## Quelle
┌────────

# Thermaltake Smart SE 630W - Vermutlich wenig pralle?



## HenneHuhn (4. Juni 2015)

Liebe Mitforisten,

in einem anderen Forum versuche ich jemaden bei der Netzteilwahl für seinen kommenden Rechner zu beraten. Der betreffende Kollege möchte einen i5er und eine GTX 970 betreiben und suchte als Netzteil zunächst ein Thermaltake London aus, präferiert jetzt aber - da er ja keinen "Premium-Rechner" möchte - das Thermaltake Smart SE 630W.

Ich gehe mal davon aus, dass es sich dabei um ein nicht gerade hochwertiges (*hust*) Netzteil handelt, der Kollege verweist aber auf das Review bei Gamezoom. Etwas überrascht habe ich festgestellt, dass das NT anscheinend immerhin DC-DC-Wandler hat. Kann aber dennoch nicht wirklich glauben, dass dadurch das Ding sonderlich gut wird. Meine Empfehlung, der altbekannte, aktuelle P/L-Kracher LC 9550, wird in Ermangelung eines Reviews von ihm ausgeschlagen.

Könnt ihr etwas zum Smart SE sagen und mir sozusagen Argumente an die Hand geben, um den Kollegen von einer besseren Wahl zu überzeugen? (Sofern das Smart SE denn wirklich schlecht ist)?

└────────

## Rohdaten
┌────────

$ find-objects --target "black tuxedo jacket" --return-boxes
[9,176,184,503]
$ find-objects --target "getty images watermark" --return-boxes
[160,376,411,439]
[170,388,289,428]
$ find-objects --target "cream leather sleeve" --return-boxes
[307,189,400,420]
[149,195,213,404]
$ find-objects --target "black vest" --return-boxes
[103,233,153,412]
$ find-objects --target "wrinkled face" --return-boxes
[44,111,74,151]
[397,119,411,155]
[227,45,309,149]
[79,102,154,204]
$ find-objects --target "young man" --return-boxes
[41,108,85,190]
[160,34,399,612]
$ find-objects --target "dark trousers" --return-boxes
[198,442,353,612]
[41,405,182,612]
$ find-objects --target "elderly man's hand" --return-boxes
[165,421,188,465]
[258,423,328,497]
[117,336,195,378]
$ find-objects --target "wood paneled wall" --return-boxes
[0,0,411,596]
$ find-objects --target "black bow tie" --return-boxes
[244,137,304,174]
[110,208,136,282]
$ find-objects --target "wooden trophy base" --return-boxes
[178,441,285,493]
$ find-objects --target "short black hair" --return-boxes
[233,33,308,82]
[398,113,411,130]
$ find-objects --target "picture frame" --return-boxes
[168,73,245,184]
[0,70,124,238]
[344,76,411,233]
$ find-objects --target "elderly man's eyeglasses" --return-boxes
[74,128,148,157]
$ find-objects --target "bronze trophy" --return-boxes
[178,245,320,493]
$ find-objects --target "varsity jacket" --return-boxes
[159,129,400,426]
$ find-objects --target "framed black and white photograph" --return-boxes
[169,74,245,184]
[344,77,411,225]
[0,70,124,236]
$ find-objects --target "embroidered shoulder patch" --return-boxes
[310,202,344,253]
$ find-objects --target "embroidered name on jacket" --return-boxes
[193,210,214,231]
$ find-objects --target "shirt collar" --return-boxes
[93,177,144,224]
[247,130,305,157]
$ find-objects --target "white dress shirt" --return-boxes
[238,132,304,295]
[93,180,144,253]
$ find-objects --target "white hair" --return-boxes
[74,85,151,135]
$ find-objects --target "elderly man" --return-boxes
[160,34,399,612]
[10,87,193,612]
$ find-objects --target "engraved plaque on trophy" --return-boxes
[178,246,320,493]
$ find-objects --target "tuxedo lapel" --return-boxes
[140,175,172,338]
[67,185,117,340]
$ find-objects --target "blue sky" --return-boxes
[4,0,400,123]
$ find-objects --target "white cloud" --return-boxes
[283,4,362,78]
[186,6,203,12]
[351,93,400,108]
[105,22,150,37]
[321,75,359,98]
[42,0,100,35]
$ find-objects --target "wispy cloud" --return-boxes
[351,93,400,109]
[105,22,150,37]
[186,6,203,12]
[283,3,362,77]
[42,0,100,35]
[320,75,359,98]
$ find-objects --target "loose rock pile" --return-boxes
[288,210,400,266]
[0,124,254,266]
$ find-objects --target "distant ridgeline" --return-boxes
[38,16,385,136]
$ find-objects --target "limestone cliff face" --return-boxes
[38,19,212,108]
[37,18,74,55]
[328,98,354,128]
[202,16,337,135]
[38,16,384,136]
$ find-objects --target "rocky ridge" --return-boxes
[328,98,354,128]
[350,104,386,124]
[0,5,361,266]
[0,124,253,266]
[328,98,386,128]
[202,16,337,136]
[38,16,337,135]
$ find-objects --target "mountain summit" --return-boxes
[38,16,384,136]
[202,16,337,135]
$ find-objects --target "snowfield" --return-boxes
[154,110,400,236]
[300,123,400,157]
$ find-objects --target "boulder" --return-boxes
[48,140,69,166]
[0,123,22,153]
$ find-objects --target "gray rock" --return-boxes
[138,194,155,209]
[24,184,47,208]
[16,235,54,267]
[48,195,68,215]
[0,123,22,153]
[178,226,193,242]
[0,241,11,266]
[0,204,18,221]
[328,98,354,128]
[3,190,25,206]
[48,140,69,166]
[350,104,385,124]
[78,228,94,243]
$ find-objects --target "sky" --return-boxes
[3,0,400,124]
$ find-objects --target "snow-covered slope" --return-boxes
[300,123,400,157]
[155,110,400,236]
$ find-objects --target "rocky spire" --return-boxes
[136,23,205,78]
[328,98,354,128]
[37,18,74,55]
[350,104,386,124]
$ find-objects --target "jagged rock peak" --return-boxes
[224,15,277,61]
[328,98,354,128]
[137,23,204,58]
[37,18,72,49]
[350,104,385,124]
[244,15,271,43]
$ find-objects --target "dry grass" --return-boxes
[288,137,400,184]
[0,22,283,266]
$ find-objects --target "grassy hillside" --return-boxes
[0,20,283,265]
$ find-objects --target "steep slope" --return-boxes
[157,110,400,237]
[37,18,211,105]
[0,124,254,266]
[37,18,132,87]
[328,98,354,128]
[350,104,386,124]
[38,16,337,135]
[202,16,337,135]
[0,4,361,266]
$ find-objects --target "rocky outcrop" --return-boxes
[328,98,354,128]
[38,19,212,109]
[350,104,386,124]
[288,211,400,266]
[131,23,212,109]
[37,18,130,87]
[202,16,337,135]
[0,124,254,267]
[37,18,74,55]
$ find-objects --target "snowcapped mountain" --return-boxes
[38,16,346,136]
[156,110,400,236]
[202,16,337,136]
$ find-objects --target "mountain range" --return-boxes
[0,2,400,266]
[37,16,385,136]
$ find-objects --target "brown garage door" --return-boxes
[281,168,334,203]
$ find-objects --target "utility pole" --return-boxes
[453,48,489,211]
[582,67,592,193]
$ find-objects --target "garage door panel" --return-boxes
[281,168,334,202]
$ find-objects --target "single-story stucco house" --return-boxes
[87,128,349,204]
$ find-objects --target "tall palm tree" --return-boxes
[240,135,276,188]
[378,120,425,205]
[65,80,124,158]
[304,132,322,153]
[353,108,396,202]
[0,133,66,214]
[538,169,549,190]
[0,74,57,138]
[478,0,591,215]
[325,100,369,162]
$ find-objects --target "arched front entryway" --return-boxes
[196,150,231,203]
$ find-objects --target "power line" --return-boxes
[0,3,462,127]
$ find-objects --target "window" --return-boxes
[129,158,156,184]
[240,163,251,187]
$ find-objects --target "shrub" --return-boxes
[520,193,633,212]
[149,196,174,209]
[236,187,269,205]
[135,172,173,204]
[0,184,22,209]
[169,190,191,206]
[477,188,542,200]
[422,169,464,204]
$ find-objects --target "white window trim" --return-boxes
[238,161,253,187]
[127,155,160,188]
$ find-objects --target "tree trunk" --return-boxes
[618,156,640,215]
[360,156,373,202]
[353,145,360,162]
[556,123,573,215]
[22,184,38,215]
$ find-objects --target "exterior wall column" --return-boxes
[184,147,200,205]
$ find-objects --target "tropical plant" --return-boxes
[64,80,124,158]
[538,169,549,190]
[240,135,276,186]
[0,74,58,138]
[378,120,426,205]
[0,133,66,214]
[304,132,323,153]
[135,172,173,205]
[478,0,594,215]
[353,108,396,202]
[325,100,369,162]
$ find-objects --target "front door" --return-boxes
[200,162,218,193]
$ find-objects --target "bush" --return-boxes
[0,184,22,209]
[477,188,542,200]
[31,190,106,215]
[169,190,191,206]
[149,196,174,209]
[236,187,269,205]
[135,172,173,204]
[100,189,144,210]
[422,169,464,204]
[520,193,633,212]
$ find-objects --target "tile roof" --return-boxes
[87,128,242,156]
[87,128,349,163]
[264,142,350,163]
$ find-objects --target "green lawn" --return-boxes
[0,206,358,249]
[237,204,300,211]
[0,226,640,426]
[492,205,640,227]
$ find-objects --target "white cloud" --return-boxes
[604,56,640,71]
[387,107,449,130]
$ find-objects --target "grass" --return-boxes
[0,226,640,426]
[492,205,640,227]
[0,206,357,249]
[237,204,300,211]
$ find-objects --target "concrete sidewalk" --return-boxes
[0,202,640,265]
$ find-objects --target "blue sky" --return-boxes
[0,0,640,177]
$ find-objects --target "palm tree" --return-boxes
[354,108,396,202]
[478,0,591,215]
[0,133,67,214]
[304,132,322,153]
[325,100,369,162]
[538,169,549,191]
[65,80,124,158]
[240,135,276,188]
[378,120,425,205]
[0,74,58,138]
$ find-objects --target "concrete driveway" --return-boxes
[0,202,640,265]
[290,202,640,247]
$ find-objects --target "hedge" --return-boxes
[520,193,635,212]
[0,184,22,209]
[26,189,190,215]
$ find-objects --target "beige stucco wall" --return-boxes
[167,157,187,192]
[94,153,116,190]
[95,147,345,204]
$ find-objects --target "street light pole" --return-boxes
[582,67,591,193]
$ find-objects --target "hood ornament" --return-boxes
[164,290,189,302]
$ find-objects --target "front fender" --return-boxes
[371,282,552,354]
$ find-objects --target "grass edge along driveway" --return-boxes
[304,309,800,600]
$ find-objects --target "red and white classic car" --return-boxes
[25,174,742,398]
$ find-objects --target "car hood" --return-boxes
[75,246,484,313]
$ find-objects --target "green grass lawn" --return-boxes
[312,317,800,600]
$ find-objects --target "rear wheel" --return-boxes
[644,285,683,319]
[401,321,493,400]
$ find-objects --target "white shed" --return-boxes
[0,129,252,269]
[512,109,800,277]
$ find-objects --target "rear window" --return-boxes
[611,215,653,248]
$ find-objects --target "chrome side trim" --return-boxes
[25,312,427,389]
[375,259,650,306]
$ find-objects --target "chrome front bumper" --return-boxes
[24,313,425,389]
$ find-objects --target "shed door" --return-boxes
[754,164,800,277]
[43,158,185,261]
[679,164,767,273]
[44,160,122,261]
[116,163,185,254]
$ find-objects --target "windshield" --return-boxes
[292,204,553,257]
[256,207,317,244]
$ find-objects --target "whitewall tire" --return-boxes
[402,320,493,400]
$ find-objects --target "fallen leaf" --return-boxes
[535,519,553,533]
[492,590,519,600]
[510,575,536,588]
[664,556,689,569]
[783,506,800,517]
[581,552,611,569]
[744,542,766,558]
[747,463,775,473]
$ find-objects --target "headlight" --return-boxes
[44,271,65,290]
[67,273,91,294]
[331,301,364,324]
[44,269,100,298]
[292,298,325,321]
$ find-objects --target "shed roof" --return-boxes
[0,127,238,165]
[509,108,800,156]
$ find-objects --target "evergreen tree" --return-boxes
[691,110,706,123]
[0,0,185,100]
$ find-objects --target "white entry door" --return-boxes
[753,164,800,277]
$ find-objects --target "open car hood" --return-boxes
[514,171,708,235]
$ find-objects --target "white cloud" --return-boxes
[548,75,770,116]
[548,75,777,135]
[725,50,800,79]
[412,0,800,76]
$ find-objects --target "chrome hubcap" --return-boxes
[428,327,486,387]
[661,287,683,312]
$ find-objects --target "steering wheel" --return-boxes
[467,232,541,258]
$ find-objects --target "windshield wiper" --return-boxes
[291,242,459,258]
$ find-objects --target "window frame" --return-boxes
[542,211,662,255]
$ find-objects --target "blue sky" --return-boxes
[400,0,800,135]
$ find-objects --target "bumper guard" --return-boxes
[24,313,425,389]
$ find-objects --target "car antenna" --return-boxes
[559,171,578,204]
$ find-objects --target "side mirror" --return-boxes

└────────

## Aufgaben
**A)** Kannst du den Forumsbeitrag zum Thermaltake Smart SE von „Ich gehe mal“ bis einschließlich „von ihm ausgeschlagen.“ wortgetreu wiedergeben?
**B)** Wie könnte der Forumsbeitrag zum Thermaltake Smart SE weitergehen? Schreib ihn im Anschluss an den letzten Satz fort.
Die Datensätze spielen hierfür keine Rolle.

## Antworten je Aufgabe
**A)**
Ich gehe mal davon aus, dass es sich dabei um ein nicht gerade hochwertiges (*hust*) Netzteil handelt, der Kollege verweist aber auf das Review bei Gamezoom. Etwas überrascht habe ich festgestellt, dass das NT anscheinend immerhin DC-DC-Wandler hat. Kann aber dennoch nicht wirklich glauben, dass dadurch das Ding sonderlich gut wird. Meine Empfehlung, der altbekannte, aktuelle P/L-Kracher LC 9550, wird in Ermangelung eines Reviews von ihm ausgeschlagen.

**B)**
Vielen Dank im Voraus!

PS: DC-DC bedeutet nicht gleichzeitig indy-reguliert, oder?

PPS: Was ist eigentlich u.A. von Gamezoom zu halten?


----------



## Legacyy (4. Juni 2015)

Das Smart ist ziemlich miserabel ausgestattet, hat schlechte Schutzschaltungen und ist in keinser Weise geeignet für ne 970.
Da doch bitte ein hochwertiges Netzteil und keinen Schrott:

Super Flower Golden Green HX 450W ATX 2.3 (SF-450P14XE (HX)) Preisvergleich | Geizhals Deutschland
LC-Power Gold Series LC9550 V2.3 500W ATX 2.3 Preisvergleich | Geizhals Deutschland
Antec TruePower Classic TP-550C, 550W ATX 2.4 (0761345-07702-6/0761345-07703-3) Preisvergleich | Geizhals Deutschland
Cooler Master VS-Series V550SM 550W ATX 2.31 (RS550-AMAAG1) Preisvergleich | Geizhals Deutschland

Gamezoom ist nur ein Werbeflyer, mehr nicht. Ernst nehmen kann man die Seite nicht.


----------



## HenneHuhn (4. Juni 2015)

Legacyy schrieb:


> Das Smart ist ziemlich miserabel ausgestattet, hat schlechte Schutzschaltungen und ist in keinser Weise geeignet für ne 970.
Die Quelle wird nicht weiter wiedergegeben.